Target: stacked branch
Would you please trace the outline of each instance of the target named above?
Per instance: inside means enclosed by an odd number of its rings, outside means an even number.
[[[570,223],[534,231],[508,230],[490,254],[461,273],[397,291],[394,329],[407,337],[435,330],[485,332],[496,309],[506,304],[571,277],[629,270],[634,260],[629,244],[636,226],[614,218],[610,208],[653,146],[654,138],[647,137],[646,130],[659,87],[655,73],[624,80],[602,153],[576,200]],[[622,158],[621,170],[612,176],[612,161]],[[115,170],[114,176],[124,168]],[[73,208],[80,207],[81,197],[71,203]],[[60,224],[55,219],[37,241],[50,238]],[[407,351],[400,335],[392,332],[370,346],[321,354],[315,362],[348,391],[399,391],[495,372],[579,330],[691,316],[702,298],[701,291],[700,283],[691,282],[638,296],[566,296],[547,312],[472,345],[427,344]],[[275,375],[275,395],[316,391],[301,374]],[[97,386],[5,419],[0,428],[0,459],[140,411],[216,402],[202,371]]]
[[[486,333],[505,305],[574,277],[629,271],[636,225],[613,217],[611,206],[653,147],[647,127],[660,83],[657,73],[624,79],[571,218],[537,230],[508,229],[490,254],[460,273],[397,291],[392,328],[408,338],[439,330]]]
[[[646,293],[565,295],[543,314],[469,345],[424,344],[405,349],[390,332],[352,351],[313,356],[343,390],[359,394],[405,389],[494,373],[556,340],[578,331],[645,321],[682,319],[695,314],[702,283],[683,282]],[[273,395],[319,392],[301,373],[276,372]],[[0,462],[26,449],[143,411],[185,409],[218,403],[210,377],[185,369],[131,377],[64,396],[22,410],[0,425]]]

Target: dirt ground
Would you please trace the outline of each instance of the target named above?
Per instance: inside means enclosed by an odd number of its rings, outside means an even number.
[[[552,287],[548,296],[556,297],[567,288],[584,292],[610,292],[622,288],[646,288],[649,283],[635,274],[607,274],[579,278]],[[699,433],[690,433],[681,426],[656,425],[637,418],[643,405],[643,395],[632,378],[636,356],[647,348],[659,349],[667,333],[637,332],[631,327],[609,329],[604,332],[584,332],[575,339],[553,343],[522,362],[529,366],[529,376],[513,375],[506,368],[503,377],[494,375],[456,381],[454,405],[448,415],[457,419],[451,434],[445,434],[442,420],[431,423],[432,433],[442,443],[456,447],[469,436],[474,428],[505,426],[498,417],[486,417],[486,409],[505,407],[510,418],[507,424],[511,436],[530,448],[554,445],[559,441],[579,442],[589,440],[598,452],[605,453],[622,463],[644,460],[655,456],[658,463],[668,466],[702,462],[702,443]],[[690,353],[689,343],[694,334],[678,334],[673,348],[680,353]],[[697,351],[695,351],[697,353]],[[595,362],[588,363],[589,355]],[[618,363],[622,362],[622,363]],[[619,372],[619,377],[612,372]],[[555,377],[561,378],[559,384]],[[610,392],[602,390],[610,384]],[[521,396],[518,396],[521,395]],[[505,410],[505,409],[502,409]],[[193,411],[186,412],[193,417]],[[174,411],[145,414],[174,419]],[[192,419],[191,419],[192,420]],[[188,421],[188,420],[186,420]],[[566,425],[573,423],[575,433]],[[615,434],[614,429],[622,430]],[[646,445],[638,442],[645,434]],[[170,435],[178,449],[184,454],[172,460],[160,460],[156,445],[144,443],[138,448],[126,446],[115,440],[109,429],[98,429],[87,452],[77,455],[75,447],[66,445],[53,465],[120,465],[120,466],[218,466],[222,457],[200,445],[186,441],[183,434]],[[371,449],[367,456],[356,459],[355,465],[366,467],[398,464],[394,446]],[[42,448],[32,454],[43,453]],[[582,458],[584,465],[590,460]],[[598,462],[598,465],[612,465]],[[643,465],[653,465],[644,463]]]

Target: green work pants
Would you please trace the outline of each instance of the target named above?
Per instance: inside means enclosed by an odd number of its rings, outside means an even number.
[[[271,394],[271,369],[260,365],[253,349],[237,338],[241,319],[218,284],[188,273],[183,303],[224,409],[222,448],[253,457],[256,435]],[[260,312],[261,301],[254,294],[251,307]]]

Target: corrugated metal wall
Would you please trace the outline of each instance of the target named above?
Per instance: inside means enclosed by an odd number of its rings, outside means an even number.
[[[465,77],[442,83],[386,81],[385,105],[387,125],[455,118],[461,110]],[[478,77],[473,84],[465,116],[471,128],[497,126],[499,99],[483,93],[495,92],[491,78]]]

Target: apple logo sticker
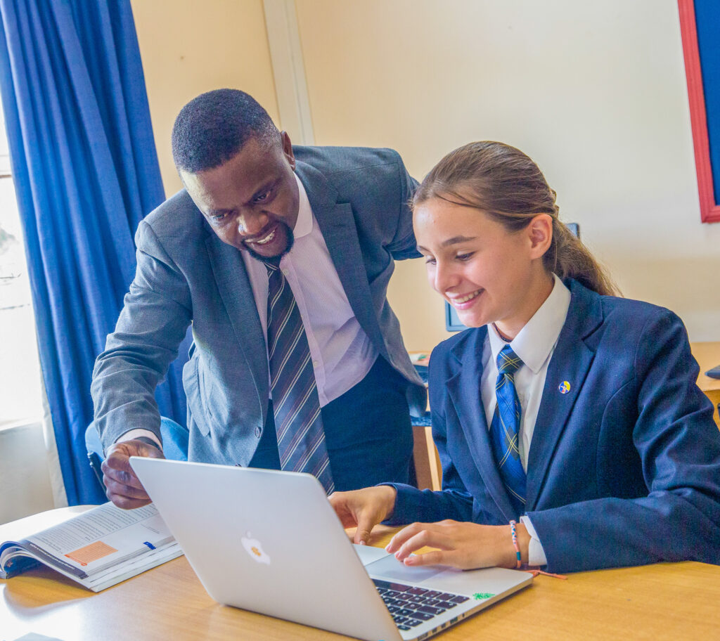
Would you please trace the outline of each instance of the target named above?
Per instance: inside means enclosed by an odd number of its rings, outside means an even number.
[[[253,535],[249,532],[246,532],[244,537],[240,537],[240,540],[245,551],[250,555],[253,560],[257,561],[258,563],[270,565],[270,557],[263,550],[262,544],[257,539],[253,539]]]

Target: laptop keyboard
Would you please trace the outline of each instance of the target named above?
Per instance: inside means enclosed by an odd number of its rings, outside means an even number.
[[[372,581],[401,630],[412,629],[468,600],[467,596],[450,592],[414,588],[379,578]]]

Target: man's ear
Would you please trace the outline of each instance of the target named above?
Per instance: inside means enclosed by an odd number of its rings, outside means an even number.
[[[280,132],[280,140],[282,143],[282,153],[287,162],[289,163],[292,171],[295,171],[295,155],[292,152],[292,143],[290,142],[290,137],[287,132]]]
[[[549,214],[538,214],[527,227],[530,239],[531,257],[543,256],[552,244],[552,217]]]

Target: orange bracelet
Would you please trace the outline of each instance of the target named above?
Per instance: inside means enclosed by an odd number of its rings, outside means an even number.
[[[519,570],[523,567],[523,560],[520,555],[520,545],[518,544],[518,532],[516,530],[516,526],[518,524],[514,521],[510,522],[510,534],[513,537],[513,547],[515,547],[515,555],[518,560],[518,564],[515,566],[516,570]]]

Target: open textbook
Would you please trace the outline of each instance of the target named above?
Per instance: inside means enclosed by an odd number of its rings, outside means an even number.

- **To be done**: Recast the records as a numbered list with blank lines left out, starting at the line that contains "Target: open textbook" and ending at the end of the records.

- **Answer to this problem**:
1. Target: open textbook
2. Would you please trace the outline of each instance of the target named above?
3. Per instance: inside means enclosed by an odd number of its rings, outside means an even number.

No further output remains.